SOURCE MATERIAL.
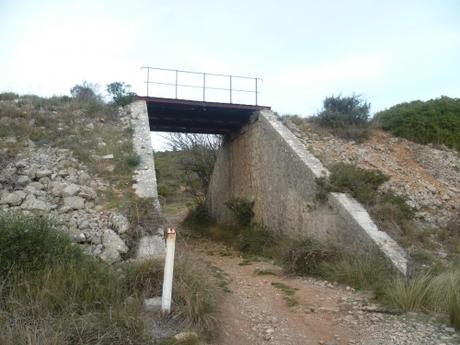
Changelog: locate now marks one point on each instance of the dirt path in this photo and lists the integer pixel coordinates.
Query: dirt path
(256, 308)
(261, 305)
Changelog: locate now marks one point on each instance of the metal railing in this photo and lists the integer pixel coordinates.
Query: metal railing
(203, 86)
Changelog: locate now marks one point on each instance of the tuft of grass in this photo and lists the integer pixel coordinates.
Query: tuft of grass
(52, 293)
(446, 294)
(242, 209)
(409, 294)
(436, 121)
(305, 257)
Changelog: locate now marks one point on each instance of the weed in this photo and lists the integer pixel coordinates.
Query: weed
(304, 257)
(265, 272)
(409, 294)
(242, 210)
(346, 117)
(435, 121)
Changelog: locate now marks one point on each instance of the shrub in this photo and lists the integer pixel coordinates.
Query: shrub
(409, 294)
(362, 184)
(446, 294)
(304, 257)
(242, 210)
(256, 239)
(8, 96)
(32, 243)
(346, 117)
(119, 91)
(436, 121)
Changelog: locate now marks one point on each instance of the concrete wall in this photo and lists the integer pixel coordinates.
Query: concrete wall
(266, 163)
(145, 181)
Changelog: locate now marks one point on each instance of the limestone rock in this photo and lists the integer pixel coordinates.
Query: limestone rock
(23, 180)
(111, 240)
(31, 203)
(71, 190)
(119, 223)
(110, 256)
(74, 202)
(13, 199)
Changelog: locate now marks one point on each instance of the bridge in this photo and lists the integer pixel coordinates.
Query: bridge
(264, 162)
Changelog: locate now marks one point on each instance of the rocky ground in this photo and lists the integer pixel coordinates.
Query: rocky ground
(52, 182)
(254, 311)
(428, 177)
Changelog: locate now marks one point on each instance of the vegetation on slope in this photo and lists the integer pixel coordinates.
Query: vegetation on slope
(345, 117)
(52, 293)
(436, 121)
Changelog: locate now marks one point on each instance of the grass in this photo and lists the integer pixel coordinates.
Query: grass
(433, 291)
(52, 293)
(436, 121)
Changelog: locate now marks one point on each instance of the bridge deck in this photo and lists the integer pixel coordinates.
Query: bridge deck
(177, 115)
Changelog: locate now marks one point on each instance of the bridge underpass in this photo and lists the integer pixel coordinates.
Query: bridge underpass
(267, 164)
(188, 116)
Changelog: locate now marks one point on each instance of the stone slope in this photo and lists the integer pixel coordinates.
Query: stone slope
(428, 177)
(76, 162)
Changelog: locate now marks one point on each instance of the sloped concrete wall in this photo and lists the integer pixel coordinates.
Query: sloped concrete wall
(266, 163)
(145, 181)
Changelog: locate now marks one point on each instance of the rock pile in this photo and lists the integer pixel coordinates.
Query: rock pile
(428, 177)
(52, 182)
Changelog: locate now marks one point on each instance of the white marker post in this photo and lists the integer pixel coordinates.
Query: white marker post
(169, 270)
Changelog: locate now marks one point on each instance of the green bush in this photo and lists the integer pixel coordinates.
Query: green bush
(119, 91)
(242, 210)
(31, 243)
(346, 117)
(8, 96)
(84, 92)
(362, 184)
(256, 239)
(436, 121)
(305, 257)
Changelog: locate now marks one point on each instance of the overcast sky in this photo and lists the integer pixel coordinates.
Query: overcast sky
(389, 51)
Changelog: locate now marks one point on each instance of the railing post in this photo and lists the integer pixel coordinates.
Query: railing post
(204, 87)
(148, 71)
(169, 271)
(177, 72)
(230, 89)
(256, 90)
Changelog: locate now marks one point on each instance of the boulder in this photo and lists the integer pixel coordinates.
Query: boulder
(42, 173)
(31, 203)
(84, 179)
(23, 180)
(111, 240)
(110, 256)
(13, 199)
(87, 193)
(74, 202)
(119, 222)
(56, 188)
(71, 189)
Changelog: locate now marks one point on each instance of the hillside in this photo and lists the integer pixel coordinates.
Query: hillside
(70, 224)
(427, 177)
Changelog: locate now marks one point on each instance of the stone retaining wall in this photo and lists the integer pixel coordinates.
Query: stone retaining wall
(266, 163)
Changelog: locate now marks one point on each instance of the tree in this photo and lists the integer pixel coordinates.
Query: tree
(341, 111)
(119, 91)
(198, 163)
(346, 117)
(83, 92)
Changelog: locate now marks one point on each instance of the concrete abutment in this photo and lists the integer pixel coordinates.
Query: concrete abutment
(266, 163)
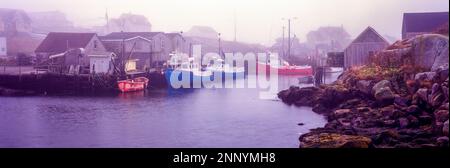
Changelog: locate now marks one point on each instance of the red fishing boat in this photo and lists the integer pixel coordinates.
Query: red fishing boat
(132, 85)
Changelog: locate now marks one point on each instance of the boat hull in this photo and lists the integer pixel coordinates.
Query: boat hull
(137, 84)
(288, 70)
(193, 77)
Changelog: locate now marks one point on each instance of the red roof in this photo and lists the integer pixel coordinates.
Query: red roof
(61, 42)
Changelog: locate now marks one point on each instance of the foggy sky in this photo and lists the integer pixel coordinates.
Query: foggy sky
(258, 21)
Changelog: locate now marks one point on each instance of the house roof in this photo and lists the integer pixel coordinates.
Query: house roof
(369, 35)
(424, 22)
(173, 35)
(7, 15)
(60, 42)
(129, 35)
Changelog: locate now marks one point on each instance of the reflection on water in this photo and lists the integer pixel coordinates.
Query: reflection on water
(156, 118)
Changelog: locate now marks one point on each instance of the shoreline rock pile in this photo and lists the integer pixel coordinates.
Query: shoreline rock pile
(380, 105)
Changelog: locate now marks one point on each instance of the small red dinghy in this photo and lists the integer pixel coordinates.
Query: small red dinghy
(132, 85)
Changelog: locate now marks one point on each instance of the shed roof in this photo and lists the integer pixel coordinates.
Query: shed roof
(60, 42)
(424, 22)
(369, 35)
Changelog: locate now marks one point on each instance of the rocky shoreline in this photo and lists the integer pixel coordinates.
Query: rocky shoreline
(381, 106)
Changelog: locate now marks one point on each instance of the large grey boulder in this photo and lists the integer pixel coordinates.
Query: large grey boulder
(430, 51)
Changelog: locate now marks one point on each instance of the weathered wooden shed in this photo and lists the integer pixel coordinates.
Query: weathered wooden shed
(366, 45)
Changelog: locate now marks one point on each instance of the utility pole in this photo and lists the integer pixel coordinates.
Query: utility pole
(220, 47)
(235, 27)
(289, 39)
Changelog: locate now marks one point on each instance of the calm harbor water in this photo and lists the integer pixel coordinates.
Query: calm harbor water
(157, 118)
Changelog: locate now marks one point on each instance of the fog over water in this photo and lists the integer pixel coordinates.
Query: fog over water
(256, 21)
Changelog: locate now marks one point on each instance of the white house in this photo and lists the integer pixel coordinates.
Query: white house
(101, 63)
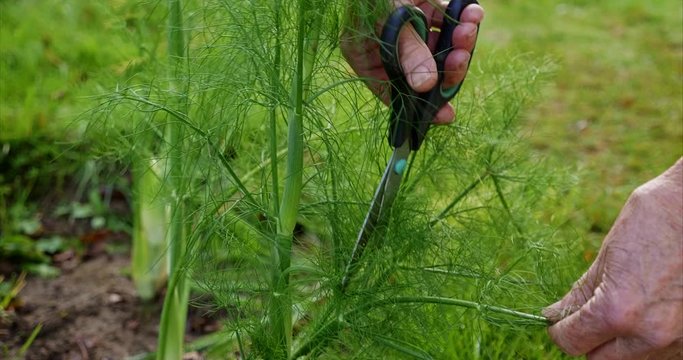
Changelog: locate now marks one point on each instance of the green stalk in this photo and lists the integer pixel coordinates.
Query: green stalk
(458, 198)
(174, 313)
(280, 312)
(149, 229)
(275, 79)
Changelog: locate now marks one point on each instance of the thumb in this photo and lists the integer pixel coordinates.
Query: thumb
(581, 292)
(416, 60)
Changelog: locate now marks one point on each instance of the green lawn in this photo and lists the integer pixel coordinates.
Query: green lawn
(613, 112)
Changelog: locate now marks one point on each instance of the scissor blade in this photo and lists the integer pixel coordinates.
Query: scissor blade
(378, 213)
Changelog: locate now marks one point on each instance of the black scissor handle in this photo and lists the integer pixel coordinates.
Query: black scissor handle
(412, 112)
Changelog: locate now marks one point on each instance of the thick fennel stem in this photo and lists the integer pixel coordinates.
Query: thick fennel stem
(280, 311)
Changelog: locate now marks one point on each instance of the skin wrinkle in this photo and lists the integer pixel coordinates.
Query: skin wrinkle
(363, 55)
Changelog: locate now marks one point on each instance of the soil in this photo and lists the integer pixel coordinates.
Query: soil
(91, 312)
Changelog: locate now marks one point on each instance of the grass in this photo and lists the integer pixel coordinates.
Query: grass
(611, 113)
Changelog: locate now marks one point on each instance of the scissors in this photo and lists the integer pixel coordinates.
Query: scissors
(411, 112)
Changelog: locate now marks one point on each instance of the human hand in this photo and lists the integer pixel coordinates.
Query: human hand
(629, 304)
(417, 62)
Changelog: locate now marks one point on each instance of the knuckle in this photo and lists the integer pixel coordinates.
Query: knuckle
(624, 318)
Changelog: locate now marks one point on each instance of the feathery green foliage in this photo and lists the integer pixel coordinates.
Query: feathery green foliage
(270, 108)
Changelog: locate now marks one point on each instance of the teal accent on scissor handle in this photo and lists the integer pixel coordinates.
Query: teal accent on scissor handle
(412, 112)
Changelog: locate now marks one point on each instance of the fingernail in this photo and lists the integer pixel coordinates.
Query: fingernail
(420, 76)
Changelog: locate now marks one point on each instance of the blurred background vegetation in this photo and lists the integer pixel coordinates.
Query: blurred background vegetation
(612, 112)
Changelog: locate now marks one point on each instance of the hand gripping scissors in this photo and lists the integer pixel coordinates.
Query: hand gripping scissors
(411, 112)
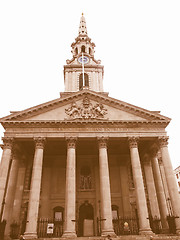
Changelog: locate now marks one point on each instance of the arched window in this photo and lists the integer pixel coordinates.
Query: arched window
(86, 80)
(85, 173)
(76, 51)
(115, 212)
(83, 48)
(89, 50)
(58, 213)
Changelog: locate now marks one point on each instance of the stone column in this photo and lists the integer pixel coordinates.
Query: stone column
(144, 226)
(11, 187)
(159, 190)
(4, 169)
(19, 192)
(151, 186)
(34, 197)
(105, 192)
(70, 197)
(171, 181)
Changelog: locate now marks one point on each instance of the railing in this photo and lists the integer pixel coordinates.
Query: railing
(126, 226)
(50, 228)
(155, 224)
(122, 226)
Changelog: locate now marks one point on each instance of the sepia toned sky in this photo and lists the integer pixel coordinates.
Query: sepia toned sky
(137, 41)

WORK INSTRUCTIONS. Give back exactly the lines from the opening of the listing through the line holding "of the weed", both ends included, with every picture omitted.

SOLUTION BELOW.
Changelog: locate now marks one point on each instance of the dirt path in this photo and lists the integer pixel coordinates.
Query: dirt path
(256, 308)
(261, 305)
Changelog: locate now marks one point on each instance of the metal railing in this photo and lists the integer pixel coordinates.
Query: metal railing
(203, 86)
Changelog: locate now marks one point on each instance of the tuft of grass in this photo and lists the integer pixel coordinates.
Query: tuft of grass
(52, 293)
(446, 294)
(242, 209)
(409, 294)
(436, 121)
(305, 257)
Changelog: locate now marks one point on each instance of the weed in this photo and lists the integer pixel coordinates.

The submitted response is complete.